● **WORK INSTRUCTION**:
Return the data below unaltered, but strip out the pictures.

● **SOURCE DATA**:
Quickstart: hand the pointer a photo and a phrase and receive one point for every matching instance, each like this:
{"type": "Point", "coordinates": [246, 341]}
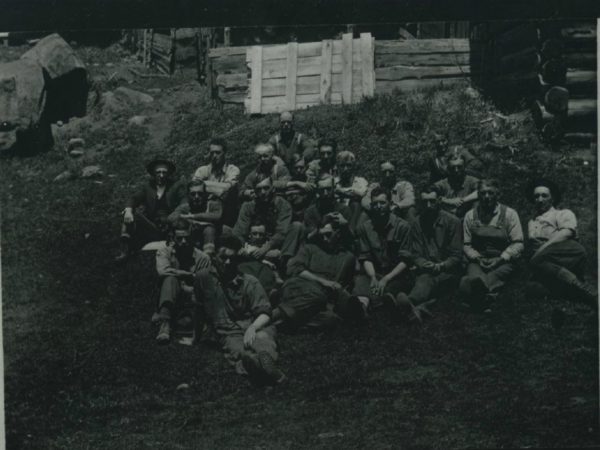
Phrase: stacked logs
{"type": "Point", "coordinates": [566, 106]}
{"type": "Point", "coordinates": [551, 65]}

● **RESPONSE**:
Quickstart: hand the pointer a photo and a phrase and receive one point for every matching instance, each like this:
{"type": "Point", "coordinates": [246, 341]}
Phrase: stacked logs
{"type": "Point", "coordinates": [566, 106]}
{"type": "Point", "coordinates": [551, 65]}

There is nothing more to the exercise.